■ **Short exercise a**
Reproduce the rows below verbatim, from the line with "indicate the purple" to the line with "column 434, row 636", both included.

HGraph
HGraph is an opensource (apache license v2.0) for storing graph data in HBase and running graph related algorithmns
We develop this project to fulfill requirements for processing large volumne of graph data, in our internal services. The usecase shown in following picture.
So what HGraph mainly supports are...
- a HBase schema design specifically for storing graph data
For writing data, we use MR/pig/bulkload tool to write big volumne of data into HBase, which means that currently HGraph does not support writing feature.
- a partial graph API impl. derived from Blueprints API
HGraph currently supports simple traversal features, not including complex search yet.
- Based on the HBase schema design, graph algorithms can process on the graph data with MapReduce job
Here is a simple pagerank impl. in package 'org.trend.hgraph.mapreduce.pagerank', you can run it to get some feelings. Or you can write your own algorithms to use these code as templates.

■ **Short exercise b**
Based on the HGraph description, say whether each statement agrees with it, answering yes or no and quoting the words that decide it: (i) HGraph is released under the Apache license v2.0. (ii) HGraph currently supports writing data into HBase. (iii) HGraph's graph API currently covers complex search.

■ **Supplied information**
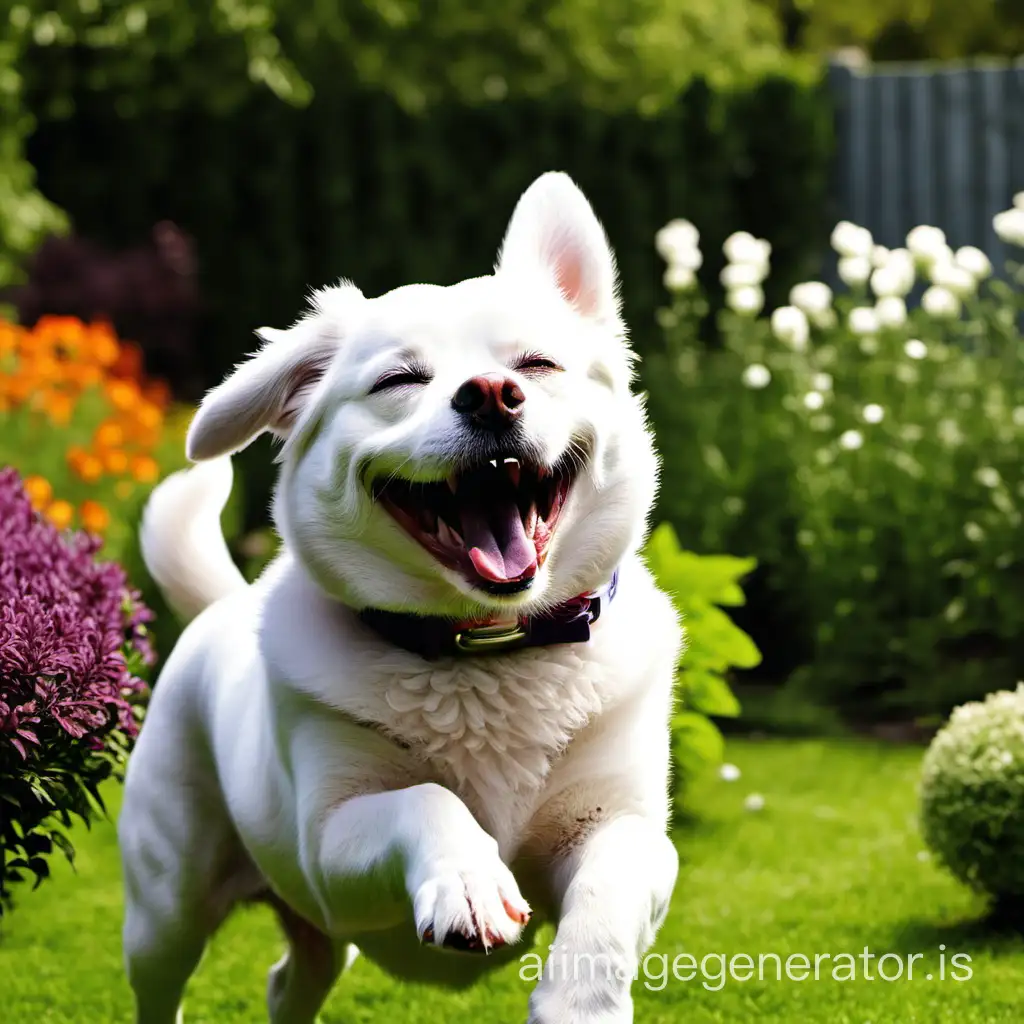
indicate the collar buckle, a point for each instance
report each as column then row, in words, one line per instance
column 489, row 638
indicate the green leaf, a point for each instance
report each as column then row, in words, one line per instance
column 710, row 694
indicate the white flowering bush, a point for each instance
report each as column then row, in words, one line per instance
column 972, row 795
column 868, row 450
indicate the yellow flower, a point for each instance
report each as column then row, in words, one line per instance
column 39, row 491
column 60, row 514
column 94, row 517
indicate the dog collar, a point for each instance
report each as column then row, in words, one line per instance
column 435, row 636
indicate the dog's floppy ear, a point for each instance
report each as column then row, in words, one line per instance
column 268, row 390
column 554, row 229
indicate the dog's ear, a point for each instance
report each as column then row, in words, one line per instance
column 554, row 229
column 269, row 389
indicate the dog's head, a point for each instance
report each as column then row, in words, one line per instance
column 459, row 451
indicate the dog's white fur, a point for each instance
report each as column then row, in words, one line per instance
column 374, row 798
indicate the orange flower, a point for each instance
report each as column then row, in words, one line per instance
column 39, row 491
column 144, row 469
column 83, row 375
column 60, row 514
column 124, row 395
column 58, row 407
column 94, row 517
column 115, row 462
column 90, row 469
column 158, row 393
column 109, row 434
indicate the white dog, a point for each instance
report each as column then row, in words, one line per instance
column 415, row 721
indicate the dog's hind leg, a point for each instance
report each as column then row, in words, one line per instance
column 300, row 982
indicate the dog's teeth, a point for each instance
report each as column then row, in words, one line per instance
column 530, row 523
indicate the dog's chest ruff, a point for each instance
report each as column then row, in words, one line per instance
column 494, row 725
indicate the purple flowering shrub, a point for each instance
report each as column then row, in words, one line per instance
column 73, row 641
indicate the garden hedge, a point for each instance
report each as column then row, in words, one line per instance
column 280, row 199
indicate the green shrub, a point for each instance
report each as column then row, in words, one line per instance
column 699, row 586
column 972, row 795
column 870, row 458
column 352, row 184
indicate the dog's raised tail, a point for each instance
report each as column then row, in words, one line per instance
column 182, row 543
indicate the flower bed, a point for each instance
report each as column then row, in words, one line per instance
column 869, row 453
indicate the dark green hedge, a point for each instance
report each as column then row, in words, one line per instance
column 280, row 199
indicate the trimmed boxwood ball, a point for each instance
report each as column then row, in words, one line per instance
column 972, row 795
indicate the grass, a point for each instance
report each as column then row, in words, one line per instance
column 832, row 864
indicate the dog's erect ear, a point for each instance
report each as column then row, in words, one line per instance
column 555, row 230
column 268, row 390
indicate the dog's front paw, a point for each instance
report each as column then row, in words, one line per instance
column 559, row 1005
column 473, row 907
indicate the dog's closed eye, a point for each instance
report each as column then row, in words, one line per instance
column 532, row 364
column 403, row 377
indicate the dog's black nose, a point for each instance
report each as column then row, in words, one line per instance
column 491, row 401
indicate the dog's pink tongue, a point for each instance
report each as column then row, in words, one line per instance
column 497, row 541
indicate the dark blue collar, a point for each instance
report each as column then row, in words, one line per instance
column 434, row 636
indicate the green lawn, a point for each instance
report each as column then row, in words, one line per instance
column 832, row 864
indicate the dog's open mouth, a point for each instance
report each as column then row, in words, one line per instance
column 493, row 522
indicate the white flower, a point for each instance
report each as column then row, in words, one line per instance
column 891, row 311
column 926, row 243
column 679, row 278
column 863, row 320
column 741, row 247
column 855, row 269
column 974, row 261
column 678, row 239
column 742, row 274
column 952, row 278
column 757, row 376
column 750, row 300
column 940, row 303
column 1010, row 225
column 814, row 298
column 851, row 241
column 790, row 325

■ **Correct output a**
indicate the purple flowering shrub, a point for each instance
report each as column then row, in words, one line per instance
column 73, row 641
indicate the garden hedge, a point for each instance
report each as column then row, in words, one line per instance
column 280, row 199
indicate the green shrub, a point for each instance
report each as column then row, in words, one line per instance
column 699, row 586
column 972, row 795
column 870, row 458
column 352, row 184
indicate the dog's raised tail, a point for each instance
report each as column then row, in words, one line per instance
column 182, row 543
indicate the flower bed, a point for each instance
report each as column then row, in words, one line per instance
column 869, row 453
indicate the dark green hedge, a point for each instance
report each as column then row, in words, one line per instance
column 280, row 199
indicate the trimmed boxwood ball, a point for each instance
report each as column then row, in words, one line per instance
column 972, row 795
indicate the grass, a point for each instance
report each as column then row, in words, one line per instance
column 832, row 864
indicate the dog's erect ear, a point for each instance
report each as column then row, in words, one line per instance
column 555, row 230
column 268, row 390
indicate the dog's front paw, a point for each instance
report each as column then row, in words, one line per instance
column 559, row 1005
column 473, row 907
indicate the dog's closed eye, a point for each instance
report each as column then row, in words, one line per instance
column 532, row 364
column 403, row 377
indicate the dog's black nose, a point for each instance
report each as column then row, in words, one line per instance
column 491, row 401
indicate the dog's pink tongue, a point for each instance
report each as column then row, in words, one line per instance
column 497, row 541
indicate the dark blue collar, a point for each instance
report each as column then row, in words, one line per instance
column 434, row 636

■ **Correct output b**
(i) Yes: "HGraph is an opensource (apache license v2.0)"
(ii) No: "currently HGraph does not support writing feature"
(iii) No: "HGraph currently supports simple traversal features, not including complex search yet."